== Texto para leitura ==
--*--
Vagas ociosas e mal distribuídas
De acordo com os dados levantados pela SBOC em 2022, 1.074 vagas foram disponibilizadas para residentes em oncologia clínica no país e, destas, 500 não foram preenchidas. Segundo Dr. Rodrigo Munhoz, membro do Comitê de Ensino da SBOC, essa ociosidade perpassa fatores como o perfil dos programas de residência médica em oncologia clínica, a estruturação dos serviços de saúde nas diferentes regiões, a demanda de pacientes e a distribuição dos oncologistas clínicos. “Reconhecer essas questões é fundamental para que possamos entender se essas vagas ficam ociosas porque os residentes vão para serviços mais capacitados, se vão para outras regiões ou porque buscam mercados de trabalho diferentes”, explica.
--*--
== Dados fornecidos ==

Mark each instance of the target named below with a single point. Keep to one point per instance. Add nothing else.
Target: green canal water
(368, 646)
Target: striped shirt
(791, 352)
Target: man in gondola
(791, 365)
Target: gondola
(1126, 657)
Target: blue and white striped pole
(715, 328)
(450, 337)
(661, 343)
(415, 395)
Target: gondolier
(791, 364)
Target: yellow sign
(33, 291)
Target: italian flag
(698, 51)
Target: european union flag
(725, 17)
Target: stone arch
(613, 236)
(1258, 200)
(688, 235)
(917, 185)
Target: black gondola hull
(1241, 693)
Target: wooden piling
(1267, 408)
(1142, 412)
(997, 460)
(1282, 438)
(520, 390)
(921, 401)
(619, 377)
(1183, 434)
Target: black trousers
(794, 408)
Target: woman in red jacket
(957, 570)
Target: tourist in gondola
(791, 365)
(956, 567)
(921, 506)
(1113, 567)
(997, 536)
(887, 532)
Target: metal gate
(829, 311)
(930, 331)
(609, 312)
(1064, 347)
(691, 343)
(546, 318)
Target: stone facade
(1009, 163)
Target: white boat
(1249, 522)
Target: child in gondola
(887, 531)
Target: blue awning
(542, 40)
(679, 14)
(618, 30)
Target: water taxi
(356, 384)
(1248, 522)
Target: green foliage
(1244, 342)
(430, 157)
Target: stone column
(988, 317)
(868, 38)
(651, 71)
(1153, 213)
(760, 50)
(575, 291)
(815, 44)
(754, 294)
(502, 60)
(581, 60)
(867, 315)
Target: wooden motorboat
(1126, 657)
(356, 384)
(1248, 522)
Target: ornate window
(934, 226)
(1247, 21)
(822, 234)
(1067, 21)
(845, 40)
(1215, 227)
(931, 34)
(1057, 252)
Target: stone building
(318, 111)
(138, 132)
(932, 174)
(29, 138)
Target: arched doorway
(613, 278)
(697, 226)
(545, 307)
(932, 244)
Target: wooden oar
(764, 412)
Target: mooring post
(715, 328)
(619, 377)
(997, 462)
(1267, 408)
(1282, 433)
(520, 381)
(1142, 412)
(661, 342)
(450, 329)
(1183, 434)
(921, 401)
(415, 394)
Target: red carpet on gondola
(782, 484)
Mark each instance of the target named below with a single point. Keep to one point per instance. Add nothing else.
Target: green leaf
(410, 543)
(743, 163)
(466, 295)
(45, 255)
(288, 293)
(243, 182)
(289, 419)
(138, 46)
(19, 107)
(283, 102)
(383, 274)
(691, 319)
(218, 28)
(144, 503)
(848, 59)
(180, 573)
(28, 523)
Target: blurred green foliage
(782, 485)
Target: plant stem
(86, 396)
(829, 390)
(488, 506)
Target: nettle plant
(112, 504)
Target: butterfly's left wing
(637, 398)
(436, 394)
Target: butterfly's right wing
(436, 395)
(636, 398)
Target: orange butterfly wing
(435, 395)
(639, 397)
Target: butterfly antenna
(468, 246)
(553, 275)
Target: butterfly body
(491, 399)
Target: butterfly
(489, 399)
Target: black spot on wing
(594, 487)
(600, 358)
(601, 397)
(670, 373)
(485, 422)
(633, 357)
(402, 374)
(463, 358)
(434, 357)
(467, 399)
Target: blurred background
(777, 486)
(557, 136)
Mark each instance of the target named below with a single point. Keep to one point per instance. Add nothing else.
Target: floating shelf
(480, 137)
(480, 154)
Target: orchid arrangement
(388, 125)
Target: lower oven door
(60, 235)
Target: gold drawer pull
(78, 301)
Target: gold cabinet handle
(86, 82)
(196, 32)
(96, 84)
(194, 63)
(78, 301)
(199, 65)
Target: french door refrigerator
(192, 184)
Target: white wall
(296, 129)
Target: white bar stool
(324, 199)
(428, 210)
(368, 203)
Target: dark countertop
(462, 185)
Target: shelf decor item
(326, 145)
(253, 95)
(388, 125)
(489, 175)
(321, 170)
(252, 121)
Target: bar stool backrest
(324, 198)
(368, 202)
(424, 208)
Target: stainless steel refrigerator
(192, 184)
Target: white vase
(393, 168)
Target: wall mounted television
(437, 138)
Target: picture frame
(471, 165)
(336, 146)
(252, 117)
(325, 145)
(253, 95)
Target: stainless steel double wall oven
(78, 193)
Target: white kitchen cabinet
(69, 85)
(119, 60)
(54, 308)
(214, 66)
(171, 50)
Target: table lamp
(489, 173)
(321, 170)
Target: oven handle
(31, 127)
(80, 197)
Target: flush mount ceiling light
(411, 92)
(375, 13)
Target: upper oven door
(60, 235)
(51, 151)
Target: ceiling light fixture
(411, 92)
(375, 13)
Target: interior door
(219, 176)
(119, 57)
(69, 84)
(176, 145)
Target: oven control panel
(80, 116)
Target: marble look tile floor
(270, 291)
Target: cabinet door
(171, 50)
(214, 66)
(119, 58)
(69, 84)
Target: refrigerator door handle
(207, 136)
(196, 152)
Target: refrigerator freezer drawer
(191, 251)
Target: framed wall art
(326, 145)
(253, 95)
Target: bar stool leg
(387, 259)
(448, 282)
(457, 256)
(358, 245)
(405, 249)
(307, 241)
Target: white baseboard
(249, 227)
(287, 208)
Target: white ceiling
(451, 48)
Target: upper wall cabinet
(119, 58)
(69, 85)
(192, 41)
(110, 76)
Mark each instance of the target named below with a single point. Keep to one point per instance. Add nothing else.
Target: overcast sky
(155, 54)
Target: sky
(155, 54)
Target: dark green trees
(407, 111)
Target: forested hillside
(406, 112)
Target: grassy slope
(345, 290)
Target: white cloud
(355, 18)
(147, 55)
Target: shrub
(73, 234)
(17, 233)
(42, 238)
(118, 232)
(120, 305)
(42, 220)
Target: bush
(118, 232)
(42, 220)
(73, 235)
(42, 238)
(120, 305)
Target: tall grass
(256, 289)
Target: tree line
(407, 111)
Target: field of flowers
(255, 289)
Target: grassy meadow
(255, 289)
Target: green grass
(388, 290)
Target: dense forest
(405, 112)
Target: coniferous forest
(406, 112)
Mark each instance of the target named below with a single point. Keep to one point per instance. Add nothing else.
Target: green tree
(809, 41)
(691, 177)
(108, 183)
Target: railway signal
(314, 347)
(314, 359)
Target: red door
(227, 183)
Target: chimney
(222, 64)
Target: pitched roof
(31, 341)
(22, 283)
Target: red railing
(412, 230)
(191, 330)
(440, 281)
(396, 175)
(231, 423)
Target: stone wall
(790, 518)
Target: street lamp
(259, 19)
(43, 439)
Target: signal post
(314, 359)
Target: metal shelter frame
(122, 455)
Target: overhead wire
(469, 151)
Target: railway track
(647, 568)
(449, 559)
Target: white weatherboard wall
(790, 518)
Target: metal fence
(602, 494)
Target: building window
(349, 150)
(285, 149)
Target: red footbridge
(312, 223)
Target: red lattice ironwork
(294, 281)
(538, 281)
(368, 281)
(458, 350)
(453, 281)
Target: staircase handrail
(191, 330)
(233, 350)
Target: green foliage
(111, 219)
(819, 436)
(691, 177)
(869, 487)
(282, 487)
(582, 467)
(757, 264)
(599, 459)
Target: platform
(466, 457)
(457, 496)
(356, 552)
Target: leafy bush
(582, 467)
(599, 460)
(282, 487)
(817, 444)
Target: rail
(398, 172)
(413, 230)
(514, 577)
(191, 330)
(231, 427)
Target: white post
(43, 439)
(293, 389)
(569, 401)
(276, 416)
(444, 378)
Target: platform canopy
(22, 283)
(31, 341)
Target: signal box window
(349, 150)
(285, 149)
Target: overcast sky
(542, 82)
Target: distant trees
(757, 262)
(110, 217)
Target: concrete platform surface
--*--
== Enunciado A ==
De acordo com o texto para leitura, quantas vagas para residentes em oncologia clínica ficaram sem preenchimento em 2022?
== Enunciado B ==
Com base no texto para leitura, explique por que Dr. Rodrigo Munhoz considera fundamental reconhecer os fatores associados à ociosidade das vagas.

== Resposta A ==
500 das 1.074 vagas disponibilizadas.

== Resposta B ==
Segundo ele, reconhecer essas questões permite entender por que as vagas ficam ociosas. Os residentes podem estar indo para serviços mais capacitados, migrando para outras regiões ou buscando mercados de trabalho diferentes.